Excerpt -
BEGIN
Network analysis of HS and DS
Network analysis of the 30 most abundant genera revealed the interaction relationships of HS and DS, respectively. Results indicated that there were extensive interactions among the identified genera. In the HS (Fig. 6A), the 30 most abundant genera were from ten phylum, including ten genera from Actinobacteria, six genera from Proteobacteria, four genera from Acidobacteria, three genera from Chloroflexi, two genera from Firmicutes, and one genus from Nitrospirae, Saccharibacteria, Planctomycetes, Gemmatimonadetes, respectively; obviously, the genera as Mycobacterium, Rhodobiaceae and Cyanobacteria shew interaction relationships with five, seven, and seven other genera, respectively. In the DS (Fig. 6B), these genera were only from seven phylum, such as the nine genera from Actinobacteria, six genera from Proteobacteria, six genera from Chloroflexi, four genera from Acidobacteria, one genus from Gemmatimonadetes, Nitrospirae, and Firmicutes, respectively.
Analysis of the COGs with significant differences
The COG function prediction was performed and compared between HS and DS samples. The COGs with significant differences were focused, our results demonstrated that there were seven COGs varied distinctly and reached significant level, such as the group S (Function unknown), H (Coenzyme transport and metabolism), A (RNA processing and modification), F (Nucleotide transport and metabolism), and D (Cell cycle control, cell division, chromosome partitioning) reached very significant levels, the group C (Energy production and conversion) and Z (Cytoskeleton) (Fig. 7).
END
Information supplied -
BEGIN
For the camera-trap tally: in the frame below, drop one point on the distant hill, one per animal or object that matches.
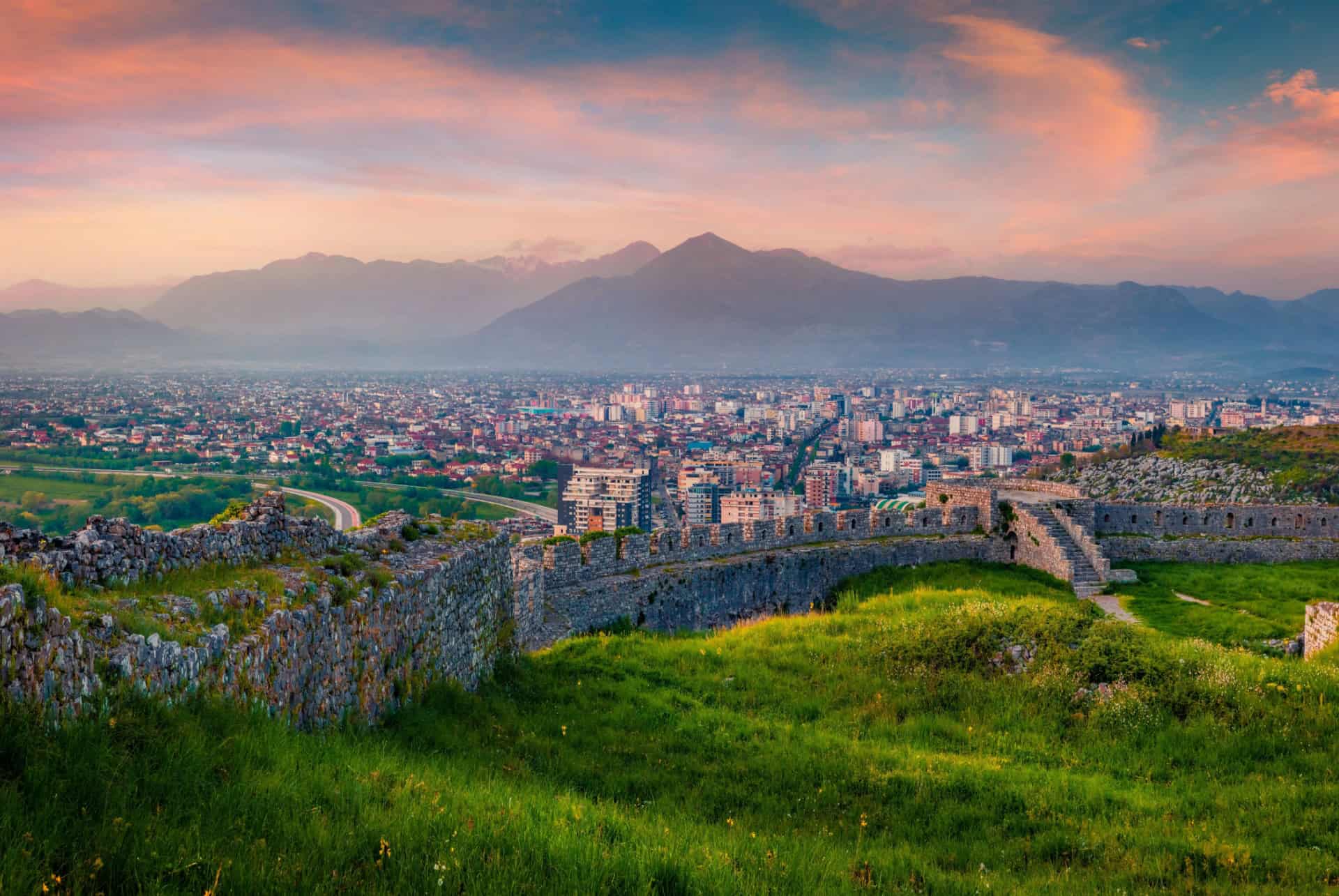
END
Required tasks -
**A)** In the excerpt on HS and DS samples, which letter designates the COG group for energy production and conversion?
**B)** Render this sentence from the excerpt on HS and DS samples into Spanish: "The COG function prediction was performed and compared between HS and DS samples."
**C)** Carry the excerpt on HS and DS samples forward from its final sentence, keeping its formal scientific register.

Answers by task -
**A)** C

**B)** La predicción de funciones COG se realizó y se comparó entre las muestras HS y DS.

**C)**
Isolation and identification of antagonistic strains
During the investigation, we found that there were few tomato plants in the DS field still growing well. We collected the rhizosphere soil of three healthy tomato plants and isolated the cultural bacteria. Followed by taking inhibition zone method, 55 bacterial strains with distinct antagonistic activities to R. solancearum strain EP1 were found and identified by sequencing their 16S rDNA sequences (Table 2). Results of BLAST showed that these strains were belonging to the genera of Bacillus (17 strains), Pseudomonas (ten strains), Sphingobacterium (ten strains), Chryseobacterium (nine strains), Serratia (four strains), Cellulosimicrobium (one strain), Staphylococcus (one strain), Fictibacillus (one strain), Microbacterium (one strain), and Paenibacillus (one strain).